Sabemos que boa parte do alarde se assenta na legítima preocupação com a corrupção. Um fenômeno tão antigo quanto a crise. Tema de autores romanos, antes de Cristo – como Cícero, crítico implacável de Marco Antônio. Ainda que se possa estabelecer relação entre as duas dimensões da vida humana, valores e corrupção não possuem conexão clara ou evidente de causa e efeito.

Corrupção é um fenômeno difícil de medir e é impossível afirmar com segurança que aumentou nos últimos anos. Afirmações que sugerem que vivemos um agravamento de uma suposta crise moral, em função do aumento dos escândalos de corrupção não estão considerando o fato insofismável de que o que assistimos é o aumento da visibilidade pública desses casos.

Maior visibilidade pública significa que as instituições responsáveis pela “vigilância” estão funcionando. Polícia Federal, Ministério Público, imprensa, entre outros, cumprem, ainda que com excessos aqui e ali, seus papéis em uma democracia. Mesmo o Parlamento, ainda que não sacie nossas altas expectativas reprimidas por “justiça”, cassou recentemente o segundo homem mais poderoso da República e um dos parlamentares mais influentes da casa. Nossa sede de “justiça” não pode nos cegar. Por hipótese, se o Supremo Tribunal Federal vier a absolver algum dos parlamentares cassados pelo Legislativo significará que a instituição não funciona? Se assim for, não precisamos do Supremo Tribunal de Justiça, o julgamento está feito e pronto.

Dados fornecidos:
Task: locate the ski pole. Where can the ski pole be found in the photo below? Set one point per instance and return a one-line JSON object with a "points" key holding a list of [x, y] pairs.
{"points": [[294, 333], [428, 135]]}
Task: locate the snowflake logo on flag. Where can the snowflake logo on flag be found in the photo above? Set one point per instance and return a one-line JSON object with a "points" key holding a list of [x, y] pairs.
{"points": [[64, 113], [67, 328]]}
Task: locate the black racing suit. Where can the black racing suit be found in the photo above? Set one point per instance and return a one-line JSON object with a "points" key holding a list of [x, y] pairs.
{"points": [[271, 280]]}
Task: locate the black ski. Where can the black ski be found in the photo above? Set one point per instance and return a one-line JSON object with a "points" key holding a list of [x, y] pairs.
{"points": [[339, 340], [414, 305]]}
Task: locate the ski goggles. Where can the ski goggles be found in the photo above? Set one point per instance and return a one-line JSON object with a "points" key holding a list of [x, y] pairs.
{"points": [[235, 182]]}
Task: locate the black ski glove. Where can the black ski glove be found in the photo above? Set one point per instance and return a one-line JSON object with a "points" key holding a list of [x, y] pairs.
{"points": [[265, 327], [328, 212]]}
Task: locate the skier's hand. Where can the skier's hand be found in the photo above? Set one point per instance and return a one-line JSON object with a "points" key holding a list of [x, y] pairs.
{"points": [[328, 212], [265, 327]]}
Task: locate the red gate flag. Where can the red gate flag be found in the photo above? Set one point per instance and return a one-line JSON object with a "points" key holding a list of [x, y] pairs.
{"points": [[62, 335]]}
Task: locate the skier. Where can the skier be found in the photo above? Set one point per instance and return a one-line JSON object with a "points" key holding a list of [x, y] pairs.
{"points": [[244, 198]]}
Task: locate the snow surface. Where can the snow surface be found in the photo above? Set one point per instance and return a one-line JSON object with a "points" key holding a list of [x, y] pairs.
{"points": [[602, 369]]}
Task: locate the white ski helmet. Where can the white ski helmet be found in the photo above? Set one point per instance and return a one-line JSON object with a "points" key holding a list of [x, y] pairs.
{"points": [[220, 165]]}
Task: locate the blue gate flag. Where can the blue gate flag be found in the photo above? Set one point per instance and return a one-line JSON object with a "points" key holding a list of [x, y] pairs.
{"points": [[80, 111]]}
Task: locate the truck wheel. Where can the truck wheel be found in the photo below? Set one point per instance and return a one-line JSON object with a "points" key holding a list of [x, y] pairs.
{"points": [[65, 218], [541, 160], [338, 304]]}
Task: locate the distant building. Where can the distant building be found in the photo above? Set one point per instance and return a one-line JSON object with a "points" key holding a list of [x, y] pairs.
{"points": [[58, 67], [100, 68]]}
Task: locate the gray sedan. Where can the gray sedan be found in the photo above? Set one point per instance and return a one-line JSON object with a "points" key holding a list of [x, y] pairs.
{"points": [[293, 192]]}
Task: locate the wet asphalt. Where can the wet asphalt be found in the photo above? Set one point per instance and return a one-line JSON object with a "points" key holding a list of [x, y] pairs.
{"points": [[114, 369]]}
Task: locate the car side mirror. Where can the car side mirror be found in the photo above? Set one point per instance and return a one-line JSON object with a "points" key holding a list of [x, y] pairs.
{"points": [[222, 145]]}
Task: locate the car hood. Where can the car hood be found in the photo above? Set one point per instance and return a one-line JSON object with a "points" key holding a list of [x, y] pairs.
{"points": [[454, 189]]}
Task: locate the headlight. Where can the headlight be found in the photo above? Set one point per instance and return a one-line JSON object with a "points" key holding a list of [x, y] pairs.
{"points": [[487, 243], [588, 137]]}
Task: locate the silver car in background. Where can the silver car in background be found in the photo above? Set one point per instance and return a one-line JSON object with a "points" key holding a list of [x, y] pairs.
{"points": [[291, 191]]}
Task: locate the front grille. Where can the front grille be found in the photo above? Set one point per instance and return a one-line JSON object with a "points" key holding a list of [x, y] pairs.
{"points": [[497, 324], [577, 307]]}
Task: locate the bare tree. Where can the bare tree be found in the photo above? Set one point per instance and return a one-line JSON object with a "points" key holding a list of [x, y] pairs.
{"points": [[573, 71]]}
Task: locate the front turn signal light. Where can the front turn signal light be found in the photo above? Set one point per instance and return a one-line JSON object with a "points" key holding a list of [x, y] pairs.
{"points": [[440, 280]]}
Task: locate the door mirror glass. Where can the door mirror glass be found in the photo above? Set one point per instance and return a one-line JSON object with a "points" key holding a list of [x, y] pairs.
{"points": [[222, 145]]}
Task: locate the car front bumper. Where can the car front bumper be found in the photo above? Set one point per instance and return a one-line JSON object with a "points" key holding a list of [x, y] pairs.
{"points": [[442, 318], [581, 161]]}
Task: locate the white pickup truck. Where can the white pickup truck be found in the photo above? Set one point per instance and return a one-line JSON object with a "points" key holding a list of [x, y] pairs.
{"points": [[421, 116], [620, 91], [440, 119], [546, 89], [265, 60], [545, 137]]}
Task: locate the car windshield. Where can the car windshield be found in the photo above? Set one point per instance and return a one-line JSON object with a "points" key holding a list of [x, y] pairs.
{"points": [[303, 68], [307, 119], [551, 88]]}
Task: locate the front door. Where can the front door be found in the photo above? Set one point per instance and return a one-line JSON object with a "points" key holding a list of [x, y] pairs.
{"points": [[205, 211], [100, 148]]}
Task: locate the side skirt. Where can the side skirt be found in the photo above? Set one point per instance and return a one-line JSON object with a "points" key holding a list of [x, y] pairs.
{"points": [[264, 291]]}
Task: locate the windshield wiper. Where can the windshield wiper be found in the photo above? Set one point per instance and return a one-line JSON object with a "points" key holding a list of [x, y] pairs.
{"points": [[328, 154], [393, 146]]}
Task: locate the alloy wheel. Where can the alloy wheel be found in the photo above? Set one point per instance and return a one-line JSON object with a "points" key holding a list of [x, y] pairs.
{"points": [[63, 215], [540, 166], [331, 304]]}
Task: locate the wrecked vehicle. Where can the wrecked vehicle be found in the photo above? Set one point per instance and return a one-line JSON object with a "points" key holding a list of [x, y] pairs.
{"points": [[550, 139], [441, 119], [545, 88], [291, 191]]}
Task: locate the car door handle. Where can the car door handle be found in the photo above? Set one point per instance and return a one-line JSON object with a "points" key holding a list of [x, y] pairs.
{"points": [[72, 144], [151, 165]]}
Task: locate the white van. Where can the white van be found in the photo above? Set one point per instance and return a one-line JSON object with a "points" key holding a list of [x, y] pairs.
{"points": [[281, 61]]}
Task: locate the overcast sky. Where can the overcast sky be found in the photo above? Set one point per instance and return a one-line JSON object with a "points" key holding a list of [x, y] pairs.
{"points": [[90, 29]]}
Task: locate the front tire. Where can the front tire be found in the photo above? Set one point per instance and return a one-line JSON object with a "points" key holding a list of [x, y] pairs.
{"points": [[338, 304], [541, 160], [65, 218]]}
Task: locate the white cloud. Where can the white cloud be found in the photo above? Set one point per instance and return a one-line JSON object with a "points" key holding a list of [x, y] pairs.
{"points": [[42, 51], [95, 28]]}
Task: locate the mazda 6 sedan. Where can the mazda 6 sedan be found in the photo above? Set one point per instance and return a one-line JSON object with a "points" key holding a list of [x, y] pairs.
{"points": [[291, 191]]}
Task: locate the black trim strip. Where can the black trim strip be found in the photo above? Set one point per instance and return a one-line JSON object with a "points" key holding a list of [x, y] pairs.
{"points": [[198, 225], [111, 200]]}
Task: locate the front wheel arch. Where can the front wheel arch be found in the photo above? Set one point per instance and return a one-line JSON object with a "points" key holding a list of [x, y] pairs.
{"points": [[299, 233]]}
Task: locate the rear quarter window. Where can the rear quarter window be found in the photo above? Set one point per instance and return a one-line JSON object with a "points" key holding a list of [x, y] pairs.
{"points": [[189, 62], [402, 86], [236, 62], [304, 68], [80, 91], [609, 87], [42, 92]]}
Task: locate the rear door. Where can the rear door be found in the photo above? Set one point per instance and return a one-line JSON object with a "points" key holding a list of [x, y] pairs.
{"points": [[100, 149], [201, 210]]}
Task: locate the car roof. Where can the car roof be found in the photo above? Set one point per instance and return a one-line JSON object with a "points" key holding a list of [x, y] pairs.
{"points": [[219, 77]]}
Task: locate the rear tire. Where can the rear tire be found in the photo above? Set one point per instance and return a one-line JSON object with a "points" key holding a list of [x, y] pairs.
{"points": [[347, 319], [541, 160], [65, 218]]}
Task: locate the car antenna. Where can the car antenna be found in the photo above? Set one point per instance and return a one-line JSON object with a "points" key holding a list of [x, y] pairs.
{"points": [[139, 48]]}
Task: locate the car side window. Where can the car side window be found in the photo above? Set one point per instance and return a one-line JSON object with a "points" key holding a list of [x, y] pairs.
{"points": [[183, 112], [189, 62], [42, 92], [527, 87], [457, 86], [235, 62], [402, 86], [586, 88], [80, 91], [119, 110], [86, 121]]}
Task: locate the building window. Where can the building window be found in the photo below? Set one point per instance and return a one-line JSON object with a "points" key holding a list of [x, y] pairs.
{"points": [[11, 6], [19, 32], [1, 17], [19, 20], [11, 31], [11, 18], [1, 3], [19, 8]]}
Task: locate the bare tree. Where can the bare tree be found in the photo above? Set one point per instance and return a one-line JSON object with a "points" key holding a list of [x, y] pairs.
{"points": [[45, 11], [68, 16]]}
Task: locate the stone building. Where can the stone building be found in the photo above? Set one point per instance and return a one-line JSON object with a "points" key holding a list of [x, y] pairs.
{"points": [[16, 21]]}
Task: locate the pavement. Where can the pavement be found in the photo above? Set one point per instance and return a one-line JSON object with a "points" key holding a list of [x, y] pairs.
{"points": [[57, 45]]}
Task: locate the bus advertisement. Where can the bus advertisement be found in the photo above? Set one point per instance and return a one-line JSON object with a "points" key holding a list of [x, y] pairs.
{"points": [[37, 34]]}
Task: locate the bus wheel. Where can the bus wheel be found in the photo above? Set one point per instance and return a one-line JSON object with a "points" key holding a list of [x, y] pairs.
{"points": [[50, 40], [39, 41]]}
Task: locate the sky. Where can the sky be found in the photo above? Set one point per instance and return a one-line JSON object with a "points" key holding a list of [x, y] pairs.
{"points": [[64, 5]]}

O que se pede:
Prossiga a redação do texto sobre corrupção, começando logo após a última frase dele.

Resultado da tarefa:
Se há uma crise, ela é uma crise de crescimento, assistimos o aprofundamento de uma democracia já consolidada no Brasil. O encontro entre esse processo incessante de aperfeiçoamento do funcionamento das instituições democráticas e uma cultura da invisibilidade, da inviolabilidade (a sociedade brasileira só recentemente teve acesso às atrocidades realizadas “nos porões” da ditadura militar) não se fará sem choque, sem drama social. Mas é preciso ter muita calma e serenidade nesta hora. Se não compreendermos o quadro geral do momento que atravessamos dentro da história política deste país, embarcando nos diagnósticos alarmistas contidos nas compreensíveis, porém incautas, disputas entre situação e oposição, corremos o risco de prestar um desserviço ao processo em curso.

Continua...

*Cientista político, professor do Departamento de Sociologia e Política da PUC-Rio

Publicado em 26/10/2007.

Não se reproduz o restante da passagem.